__Exercise task__
List each row below that contains the word "snowy", and copy every such row in full.

[Location identification items]

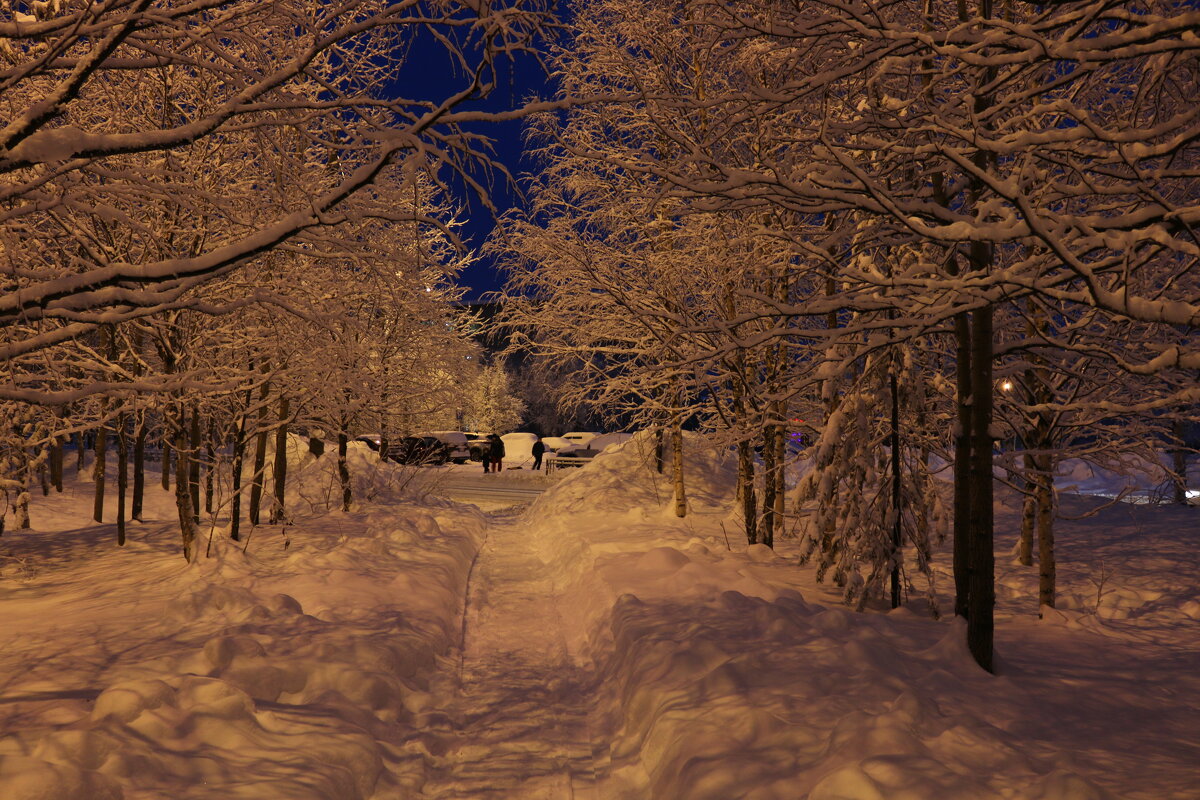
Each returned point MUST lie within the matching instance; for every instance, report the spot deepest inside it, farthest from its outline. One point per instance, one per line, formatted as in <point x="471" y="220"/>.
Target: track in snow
<point x="520" y="705"/>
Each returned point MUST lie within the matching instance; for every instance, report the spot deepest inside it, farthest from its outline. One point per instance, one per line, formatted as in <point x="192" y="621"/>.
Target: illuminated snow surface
<point x="607" y="650"/>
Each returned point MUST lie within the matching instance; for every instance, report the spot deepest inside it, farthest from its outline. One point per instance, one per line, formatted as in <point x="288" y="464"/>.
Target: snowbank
<point x="725" y="672"/>
<point x="280" y="672"/>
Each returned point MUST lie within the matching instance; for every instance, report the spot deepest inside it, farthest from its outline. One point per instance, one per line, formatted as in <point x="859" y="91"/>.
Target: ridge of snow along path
<point x="591" y="647"/>
<point x="521" y="703"/>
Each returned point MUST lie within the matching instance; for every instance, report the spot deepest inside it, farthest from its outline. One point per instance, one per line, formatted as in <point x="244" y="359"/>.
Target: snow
<point x="592" y="645"/>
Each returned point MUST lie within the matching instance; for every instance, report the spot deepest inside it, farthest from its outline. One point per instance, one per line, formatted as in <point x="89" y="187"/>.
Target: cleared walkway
<point x="519" y="717"/>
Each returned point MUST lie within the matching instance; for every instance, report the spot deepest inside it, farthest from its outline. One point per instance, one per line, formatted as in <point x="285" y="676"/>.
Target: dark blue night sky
<point x="435" y="76"/>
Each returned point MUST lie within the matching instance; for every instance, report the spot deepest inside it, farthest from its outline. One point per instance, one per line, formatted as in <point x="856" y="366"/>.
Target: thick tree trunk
<point x="281" y="461"/>
<point x="183" y="495"/>
<point x="123" y="476"/>
<point x="343" y="471"/>
<point x="747" y="491"/>
<point x="139" y="465"/>
<point x="97" y="471"/>
<point x="681" y="495"/>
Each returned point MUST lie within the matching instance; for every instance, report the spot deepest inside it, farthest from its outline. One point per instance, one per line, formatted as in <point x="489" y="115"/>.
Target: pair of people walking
<point x="493" y="453"/>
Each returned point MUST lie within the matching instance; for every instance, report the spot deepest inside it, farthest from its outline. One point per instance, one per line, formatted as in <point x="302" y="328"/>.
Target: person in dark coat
<point x="497" y="451"/>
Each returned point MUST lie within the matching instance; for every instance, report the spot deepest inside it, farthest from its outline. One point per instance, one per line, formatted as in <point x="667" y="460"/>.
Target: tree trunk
<point x="123" y="476"/>
<point x="897" y="511"/>
<point x="780" y="475"/>
<point x="961" y="462"/>
<point x="982" y="591"/>
<point x="1180" y="464"/>
<point x="22" y="509"/>
<point x="1044" y="500"/>
<point x="256" y="487"/>
<point x="57" y="463"/>
<point x="677" y="471"/>
<point x="1029" y="512"/>
<point x="139" y="465"/>
<point x="748" y="492"/>
<point x="767" y="533"/>
<point x="343" y="471"/>
<point x="210" y="450"/>
<point x="281" y="461"/>
<point x="166" y="457"/>
<point x="97" y="471"/>
<point x="239" y="453"/>
<point x="193" y="463"/>
<point x="183" y="495"/>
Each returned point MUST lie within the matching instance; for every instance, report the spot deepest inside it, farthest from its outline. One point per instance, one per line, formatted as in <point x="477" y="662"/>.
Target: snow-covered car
<point x="593" y="445"/>
<point x="606" y="440"/>
<point x="519" y="447"/>
<point x="477" y="445"/>
<point x="581" y="438"/>
<point x="456" y="443"/>
<point x="370" y="440"/>
<point x="553" y="444"/>
<point x="420" y="451"/>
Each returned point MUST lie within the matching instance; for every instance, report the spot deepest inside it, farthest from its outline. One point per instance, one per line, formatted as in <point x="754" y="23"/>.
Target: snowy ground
<point x="591" y="645"/>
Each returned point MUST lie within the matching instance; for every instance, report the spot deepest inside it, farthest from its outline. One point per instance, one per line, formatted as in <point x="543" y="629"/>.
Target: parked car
<point x="581" y="438"/>
<point x="370" y="440"/>
<point x="477" y="445"/>
<point x="420" y="451"/>
<point x="553" y="444"/>
<point x="606" y="440"/>
<point x="456" y="441"/>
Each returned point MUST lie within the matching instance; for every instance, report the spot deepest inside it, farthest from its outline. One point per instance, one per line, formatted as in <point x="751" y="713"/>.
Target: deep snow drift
<point x="591" y="647"/>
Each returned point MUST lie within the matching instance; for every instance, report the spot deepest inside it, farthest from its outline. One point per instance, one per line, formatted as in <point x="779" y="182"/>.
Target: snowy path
<point x="520" y="704"/>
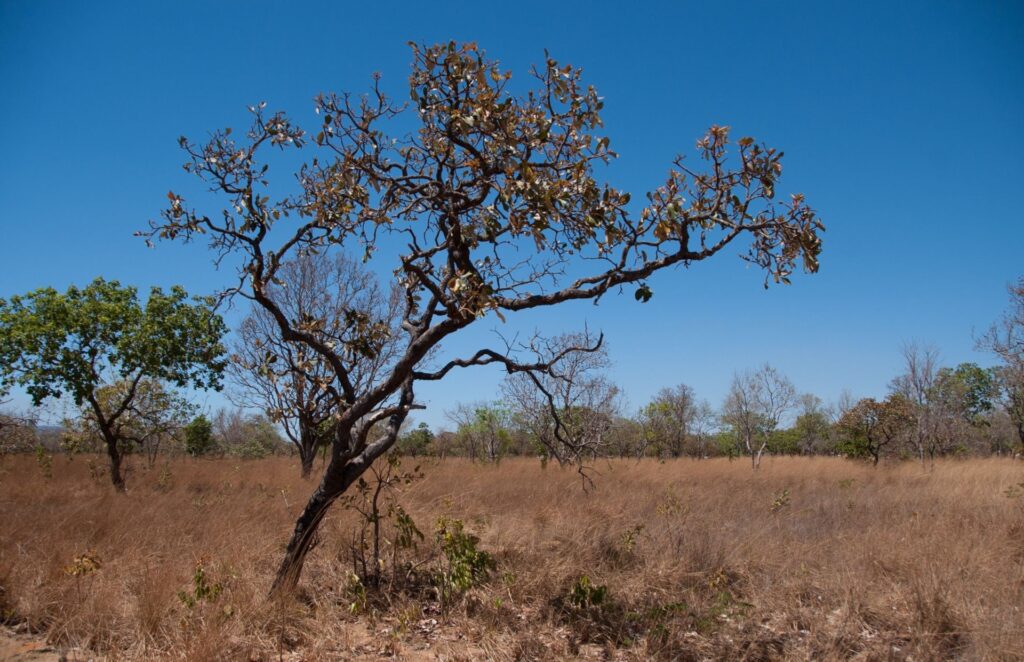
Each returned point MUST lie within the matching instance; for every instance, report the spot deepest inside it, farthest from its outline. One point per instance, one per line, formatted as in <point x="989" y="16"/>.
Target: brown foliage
<point x="833" y="561"/>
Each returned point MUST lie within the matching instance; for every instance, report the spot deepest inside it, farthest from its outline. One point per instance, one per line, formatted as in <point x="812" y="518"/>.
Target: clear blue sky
<point x="902" y="122"/>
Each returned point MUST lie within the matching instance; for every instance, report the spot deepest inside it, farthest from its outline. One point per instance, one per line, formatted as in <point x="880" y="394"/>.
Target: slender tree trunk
<point x="115" y="454"/>
<point x="307" y="454"/>
<point x="340" y="474"/>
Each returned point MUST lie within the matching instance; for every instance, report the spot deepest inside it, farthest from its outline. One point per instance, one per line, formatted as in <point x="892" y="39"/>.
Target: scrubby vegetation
<point x="806" y="559"/>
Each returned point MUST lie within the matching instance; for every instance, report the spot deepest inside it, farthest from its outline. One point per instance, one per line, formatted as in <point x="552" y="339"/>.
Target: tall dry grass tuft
<point x="809" y="557"/>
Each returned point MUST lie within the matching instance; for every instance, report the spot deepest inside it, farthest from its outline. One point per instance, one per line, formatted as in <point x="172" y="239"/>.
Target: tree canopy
<point x="101" y="347"/>
<point x="486" y="204"/>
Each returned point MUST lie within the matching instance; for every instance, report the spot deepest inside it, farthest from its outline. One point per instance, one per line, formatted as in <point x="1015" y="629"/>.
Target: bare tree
<point x="485" y="207"/>
<point x="702" y="425"/>
<point x="573" y="400"/>
<point x="289" y="380"/>
<point x="916" y="384"/>
<point x="483" y="429"/>
<point x="756" y="405"/>
<point x="1006" y="340"/>
<point x="872" y="427"/>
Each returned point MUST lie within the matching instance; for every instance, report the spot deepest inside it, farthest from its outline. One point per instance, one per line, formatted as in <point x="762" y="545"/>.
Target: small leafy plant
<point x="466" y="565"/>
<point x="203" y="589"/>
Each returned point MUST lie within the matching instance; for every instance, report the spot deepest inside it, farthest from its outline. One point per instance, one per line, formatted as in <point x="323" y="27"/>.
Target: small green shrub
<point x="203" y="589"/>
<point x="585" y="593"/>
<point x="466" y="566"/>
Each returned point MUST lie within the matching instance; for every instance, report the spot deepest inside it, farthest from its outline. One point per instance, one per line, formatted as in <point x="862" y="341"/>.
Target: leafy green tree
<point x="479" y="197"/>
<point x="667" y="419"/>
<point x="82" y="342"/>
<point x="155" y="414"/>
<point x="871" y="427"/>
<point x="246" y="435"/>
<point x="199" y="437"/>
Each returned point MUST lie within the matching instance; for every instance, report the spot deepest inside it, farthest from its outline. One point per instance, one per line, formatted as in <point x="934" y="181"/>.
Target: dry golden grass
<point x="807" y="559"/>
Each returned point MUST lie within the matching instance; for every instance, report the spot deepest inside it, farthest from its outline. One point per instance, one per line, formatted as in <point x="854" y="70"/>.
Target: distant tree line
<point x="930" y="411"/>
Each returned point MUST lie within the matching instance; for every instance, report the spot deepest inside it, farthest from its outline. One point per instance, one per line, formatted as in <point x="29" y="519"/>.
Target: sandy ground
<point x="25" y="648"/>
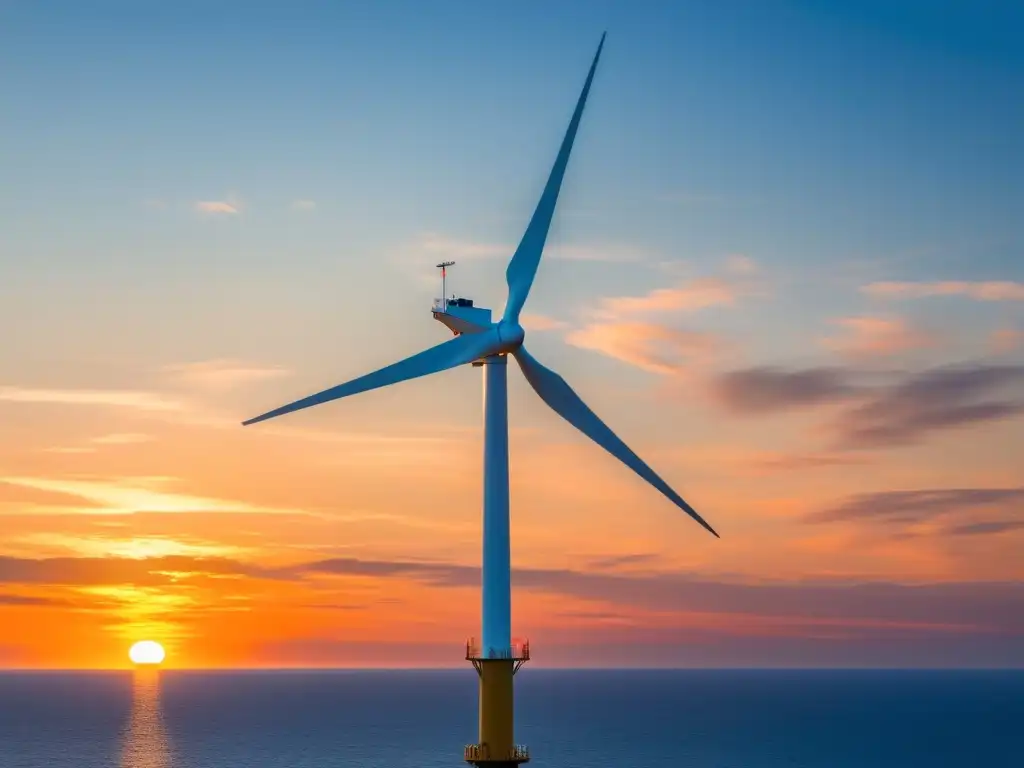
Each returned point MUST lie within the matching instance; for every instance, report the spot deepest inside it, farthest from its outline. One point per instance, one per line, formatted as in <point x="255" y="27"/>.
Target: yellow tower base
<point x="497" y="748"/>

__Correct result__
Target: snowy ground
Target: snowy path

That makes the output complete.